# TASK GOAL
Every line holding the string "instance" is to be copied from the entries below.

# EXCERPTED DATA
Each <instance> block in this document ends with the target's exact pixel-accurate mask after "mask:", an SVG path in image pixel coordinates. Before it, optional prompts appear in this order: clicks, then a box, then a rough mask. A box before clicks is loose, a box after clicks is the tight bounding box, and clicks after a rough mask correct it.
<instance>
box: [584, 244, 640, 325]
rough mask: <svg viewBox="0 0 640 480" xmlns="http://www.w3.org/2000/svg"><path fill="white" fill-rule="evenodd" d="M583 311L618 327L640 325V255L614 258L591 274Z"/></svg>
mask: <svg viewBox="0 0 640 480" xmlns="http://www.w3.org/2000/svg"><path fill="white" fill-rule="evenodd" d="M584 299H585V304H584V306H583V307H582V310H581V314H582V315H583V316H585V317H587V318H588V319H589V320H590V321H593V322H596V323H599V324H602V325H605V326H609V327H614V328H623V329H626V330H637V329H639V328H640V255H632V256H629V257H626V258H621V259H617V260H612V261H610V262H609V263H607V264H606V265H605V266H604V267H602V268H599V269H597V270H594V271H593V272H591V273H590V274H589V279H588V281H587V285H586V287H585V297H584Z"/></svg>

# WRITTEN SOLUTION
Each <instance> block in this document ends with the target's exact pixel-accurate mask after "mask:", an SVG path in image pixel coordinates. Before it, optional prompts appear in this order: clicks, then a box, then a rough mask. A box before clicks is loose, a box after clicks is the tight bounding box, and clicks after a rough mask correct it.
<instance>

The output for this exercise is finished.